Many years ago (early 80's), I worked out an uber-simple glue logic scheme for decoding two quadrature streams and obtaining:
(a) Clk_Up and Clk_Dn pulses; or
(b) UP/DN level and Clk pulses.
but not both.
For the life of me I can't "rediscover" how I did it, and I don't want to use a micro solution - just glue logic again. The (incremental) encoder in question has detents at mid-pulse of the A output (and hence at the transition of B). The intention is to sample B at the transitions of A to avoid dithering or spurious outputs.
IIRR, if you use one output - here the A pulse - to clock a D-type bistable, and hook up the B output to the D input of the bistable, the Q output of the bistable is a - mostly - stable Up/Dn signal.
I'm not sure what you mean by "detents" in this context.
There's a way of doing the same job with non-clocked logic, which you can find in the circuit diagram of "digital" decoder 2 in the the 4046 phase-locked loop chip. Again, since I can't decode the significance of "detents" in this context, it may not work in your application.
Sure, but what has that got to do with the data-stream he's trying to decode?

* _Excerpted data_
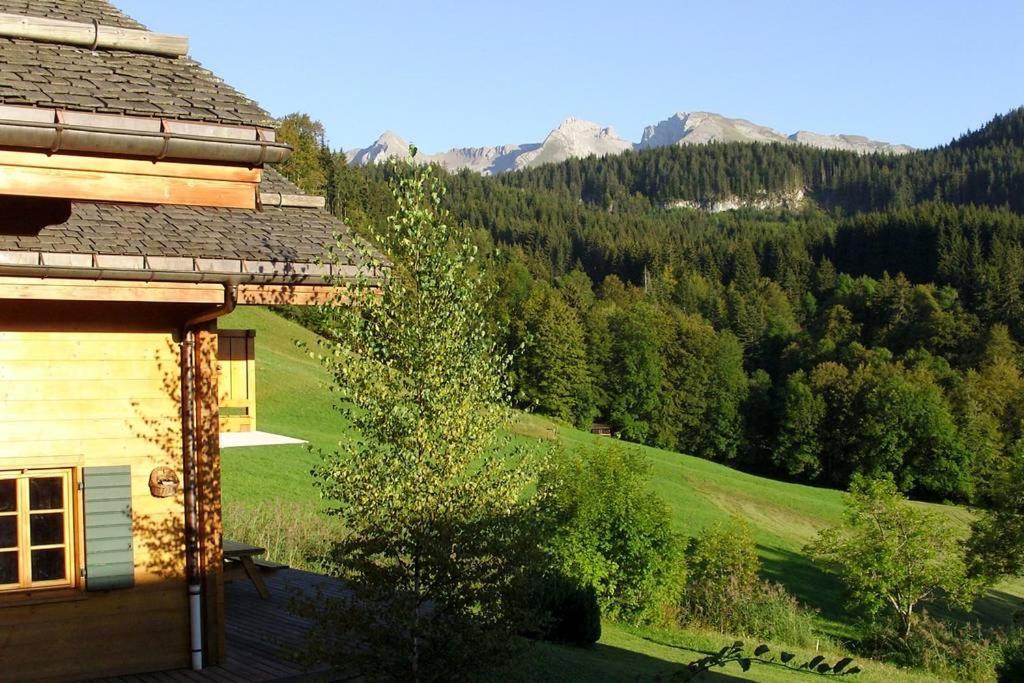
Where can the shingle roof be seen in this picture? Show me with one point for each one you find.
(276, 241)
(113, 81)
* * *
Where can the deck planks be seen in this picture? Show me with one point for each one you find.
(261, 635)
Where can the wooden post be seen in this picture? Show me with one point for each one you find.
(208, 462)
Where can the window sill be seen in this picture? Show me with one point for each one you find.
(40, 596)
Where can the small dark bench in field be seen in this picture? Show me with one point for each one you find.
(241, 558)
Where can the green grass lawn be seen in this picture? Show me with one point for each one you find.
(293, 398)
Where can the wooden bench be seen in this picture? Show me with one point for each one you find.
...
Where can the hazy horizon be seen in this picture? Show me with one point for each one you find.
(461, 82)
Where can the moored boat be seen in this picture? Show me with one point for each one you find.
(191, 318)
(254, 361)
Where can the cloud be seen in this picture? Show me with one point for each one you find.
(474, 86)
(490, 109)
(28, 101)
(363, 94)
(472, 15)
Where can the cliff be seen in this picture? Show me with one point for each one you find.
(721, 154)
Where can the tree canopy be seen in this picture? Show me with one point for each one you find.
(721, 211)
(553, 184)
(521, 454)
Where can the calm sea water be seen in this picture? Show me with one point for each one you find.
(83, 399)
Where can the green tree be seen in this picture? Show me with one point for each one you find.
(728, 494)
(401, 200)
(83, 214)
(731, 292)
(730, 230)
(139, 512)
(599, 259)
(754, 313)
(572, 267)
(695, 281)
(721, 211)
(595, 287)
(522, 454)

* _Tasks to perform_
A. Answer these questions from the quadrature decoding thread, one per line:
(i) When did the first poster work out the original glue logic scheme?
(ii) Where does the encoder have its detents?
(iii) Which chip's circuit diagram shows a non-clocked way of doing the job?
B. Write out the quadrature decoding thread word for word from "For the life" to "stable Up/Dn signal.".
C. Condense the paragraph of the quadrature decoding thread that begins "For the life of me" into a short list that keeps its main facts.

* _Answers to the problems_
A.
(i) In the early 80's.
(ii) At mid-pulse of the A output, and so at the transition of B.
(iii) The 4046 phase-locked loop chip.

B.
For the life of me I can't "rediscover" how I did it, and I don't want to use a micro solution - just glue logic again. The (incremental) encoder in question has detents at mid-pulse of the A output (and hence at the transition of B). The intention is to sample B at the transitions of A to avoid dithering or spurious outputs.
IIRR, if you use one output - here the A pulse - to clock a D-type bistable, and hook up the B output to the D input of the bistable, the Q output of the bistable is a - mostly - stable Up/Dn signal.

C.
- The poster can't recall how the old scheme worked.
- They want a glue logic solution again, not a micro.
- The incremental encoder has detents at mid-pulse of the A output, at the transition of B.
- The plan is to sample B at the transitions of A to avoid dithering or spurious outputs.